§ **Material for this task**:

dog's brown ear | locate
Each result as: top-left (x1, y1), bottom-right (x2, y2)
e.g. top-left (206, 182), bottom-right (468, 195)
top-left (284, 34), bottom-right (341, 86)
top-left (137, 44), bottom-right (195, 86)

§ **What to produce**:
Copy out every entry above exactly.

§ **Exercise solution**:
dog's brown ear | locate
Each result as: top-left (x1, y1), bottom-right (x2, y2)
e.g. top-left (206, 182), bottom-right (468, 195)
top-left (284, 34), bottom-right (341, 86)
top-left (137, 44), bottom-right (195, 86)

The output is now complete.